• [Text to read]
## Begin

Philipp Nitschke, director of Exit International, said Goodall was declared dead at 12:30 p.m. on Thursday.
Goodall had traveled to Switzerland to take advantage of the country’s assisted-suicide laws.
The British-born scientist, described by Exit International as its first member, said this week that he had been contemplating the idea of suicide for about 20 years, but only started thinking about it for himself after his quality of life deteriorated over the last year.
He cited a lack of mobility, doctor’s restrictions and an Australian law prohibiting him from taking his own life among his complaints, but he was not ill.
On Wednesday, surprised by the turnout, the centenarian told a crowded news conference that he’s ready to go — possibly by lethal injection, but that he’ll defer to the doctors on the method.
He quipped that if he were to choose any final music for the procedure, it might be Beethoven’s Ninth Symphony — then sang a few bars in German for the cameras. He ruled out a return to his beloved Australian countryside.
“At my age, and even at rather less than my age, one wants to be free to choose the death and when the death is the appropriate time. My abilities have been declining over the past year or two, and my eyesight for the past five or six years, and I no longer want to continue life,” Goodall said. “I am happy to have the chance tomorrow to end it.”
The Swiss federal statistics office says the number of assisted suicides has been growing fast: Nine years ago, there were 297. By 2015, the most recent year tabulated, the figure had more than tripled to 965. Nearly 15 percent of the cases last year were people under 65 years old.
Goodall is not religious. But it happens that he plans to die on Ascension Day, which commemorates Jesus’ rise to heaven after final death — a coincidence not missed by some in predominantly Christian Switzerland.

## End

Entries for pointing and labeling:
## Begin

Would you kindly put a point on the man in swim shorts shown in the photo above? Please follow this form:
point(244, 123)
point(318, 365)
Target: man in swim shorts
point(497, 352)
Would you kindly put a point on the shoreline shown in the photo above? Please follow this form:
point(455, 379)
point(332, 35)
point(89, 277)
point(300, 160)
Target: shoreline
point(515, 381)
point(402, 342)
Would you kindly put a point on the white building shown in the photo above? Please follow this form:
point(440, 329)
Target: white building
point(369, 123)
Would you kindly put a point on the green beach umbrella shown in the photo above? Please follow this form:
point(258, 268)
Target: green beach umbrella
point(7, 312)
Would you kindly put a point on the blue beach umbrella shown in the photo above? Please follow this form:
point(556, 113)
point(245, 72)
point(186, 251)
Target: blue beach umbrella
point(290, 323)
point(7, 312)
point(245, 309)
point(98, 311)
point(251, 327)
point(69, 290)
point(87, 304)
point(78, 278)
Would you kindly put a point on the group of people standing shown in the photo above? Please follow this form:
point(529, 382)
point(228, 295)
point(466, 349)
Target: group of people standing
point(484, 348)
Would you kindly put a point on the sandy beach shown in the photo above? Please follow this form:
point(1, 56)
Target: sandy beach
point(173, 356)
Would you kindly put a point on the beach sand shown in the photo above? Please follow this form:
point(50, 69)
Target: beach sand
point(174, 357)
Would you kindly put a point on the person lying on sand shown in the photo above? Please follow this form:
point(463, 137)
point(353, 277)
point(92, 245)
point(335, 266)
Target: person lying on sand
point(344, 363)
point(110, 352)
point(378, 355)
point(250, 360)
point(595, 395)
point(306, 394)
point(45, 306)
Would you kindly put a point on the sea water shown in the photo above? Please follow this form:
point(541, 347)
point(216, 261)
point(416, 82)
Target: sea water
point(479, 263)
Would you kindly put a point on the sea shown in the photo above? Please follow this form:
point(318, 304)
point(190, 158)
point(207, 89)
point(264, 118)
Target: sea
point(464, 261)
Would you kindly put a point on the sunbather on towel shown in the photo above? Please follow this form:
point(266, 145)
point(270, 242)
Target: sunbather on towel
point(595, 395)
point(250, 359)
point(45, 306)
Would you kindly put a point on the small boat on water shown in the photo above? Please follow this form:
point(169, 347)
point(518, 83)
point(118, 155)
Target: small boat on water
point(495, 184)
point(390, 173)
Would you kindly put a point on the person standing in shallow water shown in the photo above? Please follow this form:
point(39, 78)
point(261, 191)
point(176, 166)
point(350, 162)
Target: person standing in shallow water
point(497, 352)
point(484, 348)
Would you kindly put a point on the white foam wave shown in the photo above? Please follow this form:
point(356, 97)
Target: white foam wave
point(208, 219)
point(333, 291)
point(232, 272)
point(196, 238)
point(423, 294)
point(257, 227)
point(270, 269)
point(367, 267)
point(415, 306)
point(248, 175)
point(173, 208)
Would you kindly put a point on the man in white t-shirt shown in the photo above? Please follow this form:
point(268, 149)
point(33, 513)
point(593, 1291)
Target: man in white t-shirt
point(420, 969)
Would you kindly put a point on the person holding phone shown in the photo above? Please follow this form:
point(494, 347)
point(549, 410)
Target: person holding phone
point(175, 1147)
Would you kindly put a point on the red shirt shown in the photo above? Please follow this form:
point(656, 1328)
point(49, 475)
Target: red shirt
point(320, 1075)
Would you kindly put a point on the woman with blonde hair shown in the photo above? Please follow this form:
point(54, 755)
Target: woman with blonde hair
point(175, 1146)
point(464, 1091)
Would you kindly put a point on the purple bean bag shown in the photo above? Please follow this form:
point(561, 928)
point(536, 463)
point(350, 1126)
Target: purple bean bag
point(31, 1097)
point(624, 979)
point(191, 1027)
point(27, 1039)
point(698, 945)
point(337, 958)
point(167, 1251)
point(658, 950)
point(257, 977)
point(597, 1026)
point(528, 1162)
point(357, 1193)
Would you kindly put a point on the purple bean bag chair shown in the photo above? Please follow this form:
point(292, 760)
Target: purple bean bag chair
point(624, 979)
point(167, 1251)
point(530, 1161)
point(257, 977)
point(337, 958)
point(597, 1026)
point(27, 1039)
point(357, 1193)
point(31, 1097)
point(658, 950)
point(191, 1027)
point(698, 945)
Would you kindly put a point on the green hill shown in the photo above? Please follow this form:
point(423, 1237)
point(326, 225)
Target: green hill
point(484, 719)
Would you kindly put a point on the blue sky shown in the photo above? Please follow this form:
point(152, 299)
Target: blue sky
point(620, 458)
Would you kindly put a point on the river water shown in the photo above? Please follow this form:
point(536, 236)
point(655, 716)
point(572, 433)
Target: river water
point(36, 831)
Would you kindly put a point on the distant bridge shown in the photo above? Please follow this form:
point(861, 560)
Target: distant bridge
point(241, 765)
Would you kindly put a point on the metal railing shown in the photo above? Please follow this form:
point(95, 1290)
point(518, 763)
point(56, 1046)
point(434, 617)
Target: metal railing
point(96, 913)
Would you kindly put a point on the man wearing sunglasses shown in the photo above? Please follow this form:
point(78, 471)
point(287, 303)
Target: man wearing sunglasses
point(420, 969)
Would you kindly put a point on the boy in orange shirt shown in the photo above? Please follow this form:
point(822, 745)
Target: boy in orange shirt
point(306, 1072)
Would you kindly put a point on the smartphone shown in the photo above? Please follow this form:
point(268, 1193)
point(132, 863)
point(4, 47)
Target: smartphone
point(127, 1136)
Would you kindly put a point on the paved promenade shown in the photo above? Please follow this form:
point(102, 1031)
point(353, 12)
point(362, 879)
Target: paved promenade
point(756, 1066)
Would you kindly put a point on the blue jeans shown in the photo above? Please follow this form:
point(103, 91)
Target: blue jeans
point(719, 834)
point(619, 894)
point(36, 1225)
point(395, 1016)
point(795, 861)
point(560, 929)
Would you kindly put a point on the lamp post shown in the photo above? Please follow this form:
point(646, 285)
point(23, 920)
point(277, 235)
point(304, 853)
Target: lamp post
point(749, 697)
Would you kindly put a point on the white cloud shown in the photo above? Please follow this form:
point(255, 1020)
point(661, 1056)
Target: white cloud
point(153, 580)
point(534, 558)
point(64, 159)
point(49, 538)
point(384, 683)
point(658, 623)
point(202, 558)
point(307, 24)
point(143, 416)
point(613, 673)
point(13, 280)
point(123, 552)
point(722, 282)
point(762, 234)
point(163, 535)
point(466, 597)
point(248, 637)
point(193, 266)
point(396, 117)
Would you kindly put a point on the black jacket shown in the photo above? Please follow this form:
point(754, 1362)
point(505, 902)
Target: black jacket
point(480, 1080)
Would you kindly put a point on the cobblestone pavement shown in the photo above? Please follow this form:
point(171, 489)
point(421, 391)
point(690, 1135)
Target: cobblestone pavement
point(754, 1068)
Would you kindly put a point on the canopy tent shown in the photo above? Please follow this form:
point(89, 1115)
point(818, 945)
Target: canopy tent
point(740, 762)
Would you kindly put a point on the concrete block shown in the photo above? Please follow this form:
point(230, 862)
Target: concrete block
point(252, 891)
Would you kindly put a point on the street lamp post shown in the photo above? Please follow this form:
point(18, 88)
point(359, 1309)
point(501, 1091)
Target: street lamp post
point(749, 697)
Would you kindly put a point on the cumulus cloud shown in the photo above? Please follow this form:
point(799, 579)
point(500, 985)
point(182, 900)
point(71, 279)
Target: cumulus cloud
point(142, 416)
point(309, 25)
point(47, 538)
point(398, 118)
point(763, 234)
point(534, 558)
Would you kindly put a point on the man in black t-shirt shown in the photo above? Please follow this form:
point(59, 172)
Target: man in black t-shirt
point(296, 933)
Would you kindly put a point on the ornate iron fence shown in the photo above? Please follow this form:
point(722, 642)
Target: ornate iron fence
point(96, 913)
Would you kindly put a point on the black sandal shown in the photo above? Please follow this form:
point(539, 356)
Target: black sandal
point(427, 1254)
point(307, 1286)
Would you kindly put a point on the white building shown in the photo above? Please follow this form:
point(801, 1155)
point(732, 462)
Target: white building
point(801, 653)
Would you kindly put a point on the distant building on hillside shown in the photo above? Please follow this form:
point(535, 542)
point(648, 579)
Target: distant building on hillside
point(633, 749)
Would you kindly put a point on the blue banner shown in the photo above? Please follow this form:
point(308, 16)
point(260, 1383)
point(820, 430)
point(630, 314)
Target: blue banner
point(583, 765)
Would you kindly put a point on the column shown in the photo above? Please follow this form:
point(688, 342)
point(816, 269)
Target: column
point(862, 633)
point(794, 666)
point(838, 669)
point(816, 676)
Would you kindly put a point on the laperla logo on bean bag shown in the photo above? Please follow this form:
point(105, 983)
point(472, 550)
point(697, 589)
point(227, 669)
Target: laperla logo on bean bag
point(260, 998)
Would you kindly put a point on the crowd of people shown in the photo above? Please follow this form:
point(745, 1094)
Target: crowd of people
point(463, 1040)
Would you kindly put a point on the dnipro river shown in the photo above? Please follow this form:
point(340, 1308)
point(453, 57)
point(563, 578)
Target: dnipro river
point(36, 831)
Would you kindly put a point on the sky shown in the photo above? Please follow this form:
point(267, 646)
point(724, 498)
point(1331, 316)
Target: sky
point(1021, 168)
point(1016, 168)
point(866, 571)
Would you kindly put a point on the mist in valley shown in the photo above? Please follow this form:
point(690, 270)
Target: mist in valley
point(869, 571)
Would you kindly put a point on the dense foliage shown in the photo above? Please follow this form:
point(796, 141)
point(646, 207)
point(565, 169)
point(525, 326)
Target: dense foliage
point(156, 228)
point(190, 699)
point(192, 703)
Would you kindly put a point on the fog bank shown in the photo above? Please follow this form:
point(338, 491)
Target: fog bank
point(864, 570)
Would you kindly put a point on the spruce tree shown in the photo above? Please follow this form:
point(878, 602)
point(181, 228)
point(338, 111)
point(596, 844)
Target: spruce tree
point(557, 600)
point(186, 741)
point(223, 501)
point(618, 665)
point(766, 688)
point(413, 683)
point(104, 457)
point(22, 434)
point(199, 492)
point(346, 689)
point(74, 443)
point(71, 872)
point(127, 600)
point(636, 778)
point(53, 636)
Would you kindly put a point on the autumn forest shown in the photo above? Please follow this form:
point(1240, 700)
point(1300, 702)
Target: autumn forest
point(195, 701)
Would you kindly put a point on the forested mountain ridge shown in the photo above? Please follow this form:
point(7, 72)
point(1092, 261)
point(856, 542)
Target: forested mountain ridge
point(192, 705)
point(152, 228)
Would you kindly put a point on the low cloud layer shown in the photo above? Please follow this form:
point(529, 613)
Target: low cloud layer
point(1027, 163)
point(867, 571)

## End

• [Goal of the exercise]
Write out the passage of the Goodall article from "The Swiss federal" to "predominantly Christian Switzerland.", with no changes.

• [Output of the task]
The Swiss federal statistics office says the number of assisted suicides has been growing fast: Nine years ago, there were 297. By 2015, the most recent year tabulated, the figure had more than tripled to 965. Nearly 15 percent of the cases last year were people under 65 years old.
Goodall is not religious. But it happens that he plans to die on Ascension Day, which commemorates Jesus’ rise to heaven after final death — a coincidence not missed by some in predominantly Christian Switzerland.